== Datos proporcionados ==
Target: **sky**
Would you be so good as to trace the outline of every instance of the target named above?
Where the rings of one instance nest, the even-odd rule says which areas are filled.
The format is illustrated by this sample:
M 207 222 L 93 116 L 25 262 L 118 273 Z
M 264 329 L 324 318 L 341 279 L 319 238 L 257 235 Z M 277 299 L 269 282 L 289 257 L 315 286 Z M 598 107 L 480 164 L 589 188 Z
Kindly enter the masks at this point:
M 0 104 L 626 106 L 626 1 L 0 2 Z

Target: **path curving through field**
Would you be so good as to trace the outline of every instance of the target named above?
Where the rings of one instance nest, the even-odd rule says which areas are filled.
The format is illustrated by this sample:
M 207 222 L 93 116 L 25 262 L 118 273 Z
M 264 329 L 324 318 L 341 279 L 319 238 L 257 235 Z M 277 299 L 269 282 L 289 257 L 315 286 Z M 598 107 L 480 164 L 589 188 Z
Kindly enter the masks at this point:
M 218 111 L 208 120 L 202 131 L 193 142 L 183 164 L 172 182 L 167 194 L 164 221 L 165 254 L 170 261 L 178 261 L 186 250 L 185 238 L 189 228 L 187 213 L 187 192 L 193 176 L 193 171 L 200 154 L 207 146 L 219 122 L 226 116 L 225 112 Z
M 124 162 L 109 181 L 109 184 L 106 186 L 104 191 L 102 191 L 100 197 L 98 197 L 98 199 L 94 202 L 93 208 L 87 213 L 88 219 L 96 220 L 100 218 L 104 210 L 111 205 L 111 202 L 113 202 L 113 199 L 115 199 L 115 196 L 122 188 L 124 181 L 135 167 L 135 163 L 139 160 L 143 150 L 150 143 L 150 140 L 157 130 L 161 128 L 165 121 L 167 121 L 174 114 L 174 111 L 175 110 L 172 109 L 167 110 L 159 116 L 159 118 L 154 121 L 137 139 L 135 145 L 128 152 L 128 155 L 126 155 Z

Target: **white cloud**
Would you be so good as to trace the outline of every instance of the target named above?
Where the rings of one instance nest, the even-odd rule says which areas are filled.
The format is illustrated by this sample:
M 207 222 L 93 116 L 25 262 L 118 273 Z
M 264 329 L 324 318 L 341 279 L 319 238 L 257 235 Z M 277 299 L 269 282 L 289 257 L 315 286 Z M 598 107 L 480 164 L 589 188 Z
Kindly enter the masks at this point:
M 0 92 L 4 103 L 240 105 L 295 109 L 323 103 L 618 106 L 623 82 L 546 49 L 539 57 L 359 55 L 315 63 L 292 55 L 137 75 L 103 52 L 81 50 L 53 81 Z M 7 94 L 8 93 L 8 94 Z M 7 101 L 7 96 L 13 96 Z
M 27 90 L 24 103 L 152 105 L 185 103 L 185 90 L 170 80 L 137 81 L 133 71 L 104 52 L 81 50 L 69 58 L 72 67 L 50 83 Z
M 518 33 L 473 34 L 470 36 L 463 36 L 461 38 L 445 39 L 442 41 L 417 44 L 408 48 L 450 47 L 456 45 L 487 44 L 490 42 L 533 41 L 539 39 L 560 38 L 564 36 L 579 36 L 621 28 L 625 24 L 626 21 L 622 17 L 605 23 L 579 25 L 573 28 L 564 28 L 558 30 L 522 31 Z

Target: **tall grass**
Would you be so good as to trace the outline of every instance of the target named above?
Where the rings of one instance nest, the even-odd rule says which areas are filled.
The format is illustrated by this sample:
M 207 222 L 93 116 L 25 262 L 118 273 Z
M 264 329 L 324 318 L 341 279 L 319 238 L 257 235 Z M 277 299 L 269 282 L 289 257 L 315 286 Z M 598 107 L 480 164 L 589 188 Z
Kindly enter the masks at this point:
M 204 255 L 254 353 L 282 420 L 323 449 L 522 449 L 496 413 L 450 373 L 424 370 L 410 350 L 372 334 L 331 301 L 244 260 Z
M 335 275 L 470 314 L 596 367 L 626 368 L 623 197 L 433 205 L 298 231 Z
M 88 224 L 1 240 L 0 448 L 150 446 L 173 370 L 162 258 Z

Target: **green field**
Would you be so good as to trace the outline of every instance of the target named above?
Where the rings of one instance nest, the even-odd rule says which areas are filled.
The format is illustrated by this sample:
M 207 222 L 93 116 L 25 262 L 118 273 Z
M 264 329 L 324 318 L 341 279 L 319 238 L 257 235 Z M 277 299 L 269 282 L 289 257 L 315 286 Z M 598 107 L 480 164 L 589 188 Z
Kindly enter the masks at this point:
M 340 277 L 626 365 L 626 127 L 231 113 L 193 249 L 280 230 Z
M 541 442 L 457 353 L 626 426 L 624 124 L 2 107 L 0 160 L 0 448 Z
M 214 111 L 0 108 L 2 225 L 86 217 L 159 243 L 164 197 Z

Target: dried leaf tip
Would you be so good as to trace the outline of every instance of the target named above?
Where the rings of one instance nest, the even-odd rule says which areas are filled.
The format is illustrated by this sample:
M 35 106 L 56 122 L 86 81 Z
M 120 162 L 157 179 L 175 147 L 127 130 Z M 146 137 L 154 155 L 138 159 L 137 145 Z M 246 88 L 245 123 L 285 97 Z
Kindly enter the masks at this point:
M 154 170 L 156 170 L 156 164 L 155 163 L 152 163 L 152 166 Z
===
_Objetivo del ejercicio_:
Copia tal cual las líneas de los datos que van desde el comienzo hasta la línea que contiene "M 0 104 L 626 106 L 626 1 L 0 2 Z", ambas incluidas.

_Solución del problema_:
Target: **sky**
Would you be so good as to trace the outline of every instance of the target named above?
Where the rings of one instance nest, the even-odd rule says which areas are filled.
The format is illustrated by this sample:
M 207 222 L 93 116 L 25 262 L 118 273 Z
M 264 329 L 324 318 L 341 279 L 319 238 L 257 235 Z M 277 299 L 269 282 L 289 257 L 315 286 Z M 598 107 L 480 164 L 589 188 Z
Kindly enter the masks at this point:
M 0 104 L 626 106 L 626 1 L 0 2 Z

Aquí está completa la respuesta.